_Exercise instructions:_ Only the lines below from the one containing "positive clicks: (227, 23)" to the one containing "negative clicks: (468, 157)" should be repeated, both included and unchanged.

*** Opening of The records ***

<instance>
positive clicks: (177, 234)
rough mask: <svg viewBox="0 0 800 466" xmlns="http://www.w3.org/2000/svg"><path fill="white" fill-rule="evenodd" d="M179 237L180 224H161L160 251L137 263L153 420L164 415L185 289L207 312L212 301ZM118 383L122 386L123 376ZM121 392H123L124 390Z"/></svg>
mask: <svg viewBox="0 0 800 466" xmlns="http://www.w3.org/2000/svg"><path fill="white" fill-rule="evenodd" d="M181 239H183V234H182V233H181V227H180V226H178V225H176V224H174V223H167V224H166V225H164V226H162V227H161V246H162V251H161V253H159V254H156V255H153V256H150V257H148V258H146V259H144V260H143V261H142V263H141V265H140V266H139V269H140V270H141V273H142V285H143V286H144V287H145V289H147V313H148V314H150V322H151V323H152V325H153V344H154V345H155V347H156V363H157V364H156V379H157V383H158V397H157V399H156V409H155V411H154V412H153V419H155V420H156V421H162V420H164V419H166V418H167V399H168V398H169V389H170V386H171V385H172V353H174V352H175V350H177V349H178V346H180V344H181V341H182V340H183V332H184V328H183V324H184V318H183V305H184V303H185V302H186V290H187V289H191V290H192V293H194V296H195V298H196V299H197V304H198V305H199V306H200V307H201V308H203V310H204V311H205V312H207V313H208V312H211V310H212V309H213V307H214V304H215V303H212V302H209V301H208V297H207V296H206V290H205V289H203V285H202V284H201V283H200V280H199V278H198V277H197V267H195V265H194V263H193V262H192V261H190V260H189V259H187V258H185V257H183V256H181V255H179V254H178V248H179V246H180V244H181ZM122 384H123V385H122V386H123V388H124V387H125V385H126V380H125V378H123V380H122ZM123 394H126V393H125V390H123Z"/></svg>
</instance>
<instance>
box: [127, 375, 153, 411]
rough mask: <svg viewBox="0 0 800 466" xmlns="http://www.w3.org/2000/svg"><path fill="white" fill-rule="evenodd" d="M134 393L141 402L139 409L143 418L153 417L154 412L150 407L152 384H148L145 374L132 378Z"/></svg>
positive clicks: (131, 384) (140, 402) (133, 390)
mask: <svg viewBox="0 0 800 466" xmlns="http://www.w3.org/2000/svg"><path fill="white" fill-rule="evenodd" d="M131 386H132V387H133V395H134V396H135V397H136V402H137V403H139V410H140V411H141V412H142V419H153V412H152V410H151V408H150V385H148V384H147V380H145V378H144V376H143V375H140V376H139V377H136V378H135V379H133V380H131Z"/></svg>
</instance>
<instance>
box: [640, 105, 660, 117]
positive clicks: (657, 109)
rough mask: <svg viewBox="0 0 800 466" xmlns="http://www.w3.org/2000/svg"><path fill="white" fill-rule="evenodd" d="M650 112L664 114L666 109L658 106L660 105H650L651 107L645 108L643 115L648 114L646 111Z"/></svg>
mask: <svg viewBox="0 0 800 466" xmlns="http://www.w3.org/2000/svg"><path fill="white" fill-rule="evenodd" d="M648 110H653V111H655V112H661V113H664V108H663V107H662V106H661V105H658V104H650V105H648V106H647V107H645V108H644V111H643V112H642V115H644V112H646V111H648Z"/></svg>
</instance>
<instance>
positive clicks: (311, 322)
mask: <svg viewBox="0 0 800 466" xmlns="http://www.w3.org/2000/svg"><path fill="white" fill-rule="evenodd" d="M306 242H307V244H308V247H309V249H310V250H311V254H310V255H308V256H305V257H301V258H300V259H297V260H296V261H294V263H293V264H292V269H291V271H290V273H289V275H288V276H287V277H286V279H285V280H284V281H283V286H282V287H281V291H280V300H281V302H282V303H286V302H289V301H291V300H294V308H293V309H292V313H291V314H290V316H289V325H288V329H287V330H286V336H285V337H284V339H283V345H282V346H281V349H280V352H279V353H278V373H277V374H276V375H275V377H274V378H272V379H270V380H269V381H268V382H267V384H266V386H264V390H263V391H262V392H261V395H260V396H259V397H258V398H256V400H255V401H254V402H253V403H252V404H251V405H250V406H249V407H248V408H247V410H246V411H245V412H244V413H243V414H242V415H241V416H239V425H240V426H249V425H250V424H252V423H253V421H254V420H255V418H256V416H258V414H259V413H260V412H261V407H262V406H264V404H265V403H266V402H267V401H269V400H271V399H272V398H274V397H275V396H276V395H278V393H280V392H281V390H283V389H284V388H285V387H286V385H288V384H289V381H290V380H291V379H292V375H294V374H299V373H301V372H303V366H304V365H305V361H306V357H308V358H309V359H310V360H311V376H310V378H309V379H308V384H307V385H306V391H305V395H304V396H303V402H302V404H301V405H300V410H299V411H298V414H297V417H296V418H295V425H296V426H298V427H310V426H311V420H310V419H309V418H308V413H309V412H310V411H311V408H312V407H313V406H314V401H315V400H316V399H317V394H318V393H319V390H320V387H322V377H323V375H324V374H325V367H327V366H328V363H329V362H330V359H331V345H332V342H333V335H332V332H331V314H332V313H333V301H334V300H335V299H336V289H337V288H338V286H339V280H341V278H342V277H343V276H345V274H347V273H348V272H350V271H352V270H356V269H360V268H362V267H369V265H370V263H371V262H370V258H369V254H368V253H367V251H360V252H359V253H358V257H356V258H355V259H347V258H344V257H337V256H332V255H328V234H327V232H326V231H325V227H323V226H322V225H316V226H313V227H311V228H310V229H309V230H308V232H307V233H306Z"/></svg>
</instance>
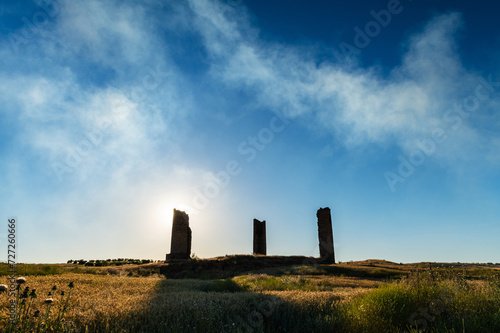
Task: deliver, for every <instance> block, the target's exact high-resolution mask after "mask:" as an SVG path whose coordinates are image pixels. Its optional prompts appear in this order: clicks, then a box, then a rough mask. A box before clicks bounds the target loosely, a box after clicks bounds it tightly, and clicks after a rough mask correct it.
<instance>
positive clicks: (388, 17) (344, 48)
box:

*** Close of The records ***
*** Opening of The records ***

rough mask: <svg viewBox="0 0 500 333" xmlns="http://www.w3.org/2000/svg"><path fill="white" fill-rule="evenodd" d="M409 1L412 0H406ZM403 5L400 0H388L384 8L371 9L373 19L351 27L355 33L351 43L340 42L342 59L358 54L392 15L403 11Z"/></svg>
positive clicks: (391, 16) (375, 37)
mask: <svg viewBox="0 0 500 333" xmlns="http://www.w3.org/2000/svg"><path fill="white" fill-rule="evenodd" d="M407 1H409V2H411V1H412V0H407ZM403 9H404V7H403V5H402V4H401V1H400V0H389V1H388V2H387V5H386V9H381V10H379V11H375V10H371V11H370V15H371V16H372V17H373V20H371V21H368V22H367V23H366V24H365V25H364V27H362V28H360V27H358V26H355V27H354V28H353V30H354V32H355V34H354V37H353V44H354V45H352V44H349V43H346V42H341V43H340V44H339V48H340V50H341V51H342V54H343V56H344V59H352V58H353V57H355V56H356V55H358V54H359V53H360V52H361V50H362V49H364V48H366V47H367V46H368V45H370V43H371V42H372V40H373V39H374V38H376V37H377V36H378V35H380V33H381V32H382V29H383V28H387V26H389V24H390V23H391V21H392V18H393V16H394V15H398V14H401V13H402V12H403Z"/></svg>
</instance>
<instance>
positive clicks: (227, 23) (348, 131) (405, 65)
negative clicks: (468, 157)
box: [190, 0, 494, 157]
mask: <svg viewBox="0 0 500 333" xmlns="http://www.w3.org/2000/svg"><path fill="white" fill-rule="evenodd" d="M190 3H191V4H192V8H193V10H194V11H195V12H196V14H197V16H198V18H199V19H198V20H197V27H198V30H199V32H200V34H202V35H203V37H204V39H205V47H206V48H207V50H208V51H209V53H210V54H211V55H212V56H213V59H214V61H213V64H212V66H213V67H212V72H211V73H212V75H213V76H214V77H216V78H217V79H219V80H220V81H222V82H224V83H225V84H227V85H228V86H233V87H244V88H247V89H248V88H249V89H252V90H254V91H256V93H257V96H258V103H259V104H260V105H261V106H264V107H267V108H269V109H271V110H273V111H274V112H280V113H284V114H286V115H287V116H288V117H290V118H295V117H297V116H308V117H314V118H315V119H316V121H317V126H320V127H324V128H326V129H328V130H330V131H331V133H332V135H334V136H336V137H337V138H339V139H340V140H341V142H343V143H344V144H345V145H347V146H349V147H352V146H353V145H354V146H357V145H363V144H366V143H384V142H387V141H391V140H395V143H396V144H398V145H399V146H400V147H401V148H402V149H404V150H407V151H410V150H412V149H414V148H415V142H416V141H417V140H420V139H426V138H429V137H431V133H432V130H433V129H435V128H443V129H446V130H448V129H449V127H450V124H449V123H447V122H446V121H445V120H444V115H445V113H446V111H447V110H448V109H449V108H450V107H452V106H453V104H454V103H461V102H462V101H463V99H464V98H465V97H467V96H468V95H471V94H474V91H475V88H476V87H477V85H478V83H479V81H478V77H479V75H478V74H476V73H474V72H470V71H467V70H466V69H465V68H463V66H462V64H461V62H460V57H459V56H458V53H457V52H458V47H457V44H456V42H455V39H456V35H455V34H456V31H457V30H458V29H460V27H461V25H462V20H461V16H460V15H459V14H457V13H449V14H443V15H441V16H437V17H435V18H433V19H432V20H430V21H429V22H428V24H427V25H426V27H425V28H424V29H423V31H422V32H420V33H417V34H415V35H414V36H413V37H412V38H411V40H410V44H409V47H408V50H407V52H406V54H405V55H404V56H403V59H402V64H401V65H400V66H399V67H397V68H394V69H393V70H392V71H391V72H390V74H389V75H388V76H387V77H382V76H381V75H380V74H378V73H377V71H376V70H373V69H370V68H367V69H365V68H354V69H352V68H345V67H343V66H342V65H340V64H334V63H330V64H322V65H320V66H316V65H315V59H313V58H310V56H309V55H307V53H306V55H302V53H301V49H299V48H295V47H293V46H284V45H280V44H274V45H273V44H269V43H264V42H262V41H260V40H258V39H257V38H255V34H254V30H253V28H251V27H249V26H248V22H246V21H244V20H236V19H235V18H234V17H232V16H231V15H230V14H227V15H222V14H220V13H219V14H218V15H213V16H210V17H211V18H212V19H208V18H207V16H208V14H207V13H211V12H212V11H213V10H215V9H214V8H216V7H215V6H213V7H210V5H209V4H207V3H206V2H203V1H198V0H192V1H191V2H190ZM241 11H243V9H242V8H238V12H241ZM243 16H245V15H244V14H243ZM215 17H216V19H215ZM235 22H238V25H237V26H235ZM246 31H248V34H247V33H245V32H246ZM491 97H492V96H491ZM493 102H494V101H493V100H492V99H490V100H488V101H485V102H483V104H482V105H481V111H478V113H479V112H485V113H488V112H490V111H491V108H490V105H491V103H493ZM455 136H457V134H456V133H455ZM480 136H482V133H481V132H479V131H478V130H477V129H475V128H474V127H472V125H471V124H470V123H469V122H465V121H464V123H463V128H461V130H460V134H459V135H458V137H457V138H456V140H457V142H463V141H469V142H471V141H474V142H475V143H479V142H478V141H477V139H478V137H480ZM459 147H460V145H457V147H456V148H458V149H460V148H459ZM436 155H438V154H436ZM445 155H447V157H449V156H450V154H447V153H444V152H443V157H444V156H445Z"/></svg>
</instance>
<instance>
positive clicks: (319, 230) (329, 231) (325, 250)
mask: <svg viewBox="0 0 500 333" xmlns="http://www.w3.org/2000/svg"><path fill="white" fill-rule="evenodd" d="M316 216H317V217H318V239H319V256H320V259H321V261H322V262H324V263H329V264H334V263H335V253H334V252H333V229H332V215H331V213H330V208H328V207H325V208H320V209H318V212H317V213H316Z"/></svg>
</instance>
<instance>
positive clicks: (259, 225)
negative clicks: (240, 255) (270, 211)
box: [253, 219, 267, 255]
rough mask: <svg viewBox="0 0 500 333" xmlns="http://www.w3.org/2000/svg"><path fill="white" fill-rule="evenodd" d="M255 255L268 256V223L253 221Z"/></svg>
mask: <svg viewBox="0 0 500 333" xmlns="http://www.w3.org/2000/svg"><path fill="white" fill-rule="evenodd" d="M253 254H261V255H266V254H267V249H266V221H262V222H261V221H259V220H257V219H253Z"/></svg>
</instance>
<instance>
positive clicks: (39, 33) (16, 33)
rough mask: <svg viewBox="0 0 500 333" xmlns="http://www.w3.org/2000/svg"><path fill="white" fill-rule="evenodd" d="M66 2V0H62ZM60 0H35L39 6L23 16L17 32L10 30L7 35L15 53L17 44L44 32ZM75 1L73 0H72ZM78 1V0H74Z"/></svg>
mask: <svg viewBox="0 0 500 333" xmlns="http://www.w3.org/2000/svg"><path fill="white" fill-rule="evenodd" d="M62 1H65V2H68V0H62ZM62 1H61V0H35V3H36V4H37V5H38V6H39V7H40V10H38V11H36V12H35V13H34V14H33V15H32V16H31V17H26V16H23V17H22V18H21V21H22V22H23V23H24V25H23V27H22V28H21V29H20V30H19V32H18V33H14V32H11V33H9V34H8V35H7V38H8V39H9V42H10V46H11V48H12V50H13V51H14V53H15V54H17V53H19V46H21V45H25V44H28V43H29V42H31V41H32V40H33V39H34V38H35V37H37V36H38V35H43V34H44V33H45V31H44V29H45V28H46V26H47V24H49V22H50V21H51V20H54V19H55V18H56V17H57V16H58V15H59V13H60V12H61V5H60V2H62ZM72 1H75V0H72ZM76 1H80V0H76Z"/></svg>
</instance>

*** Close of The records ***

_Answer space:_
positive clicks: (227, 23) (348, 131) (405, 65)
negative clicks: (468, 157)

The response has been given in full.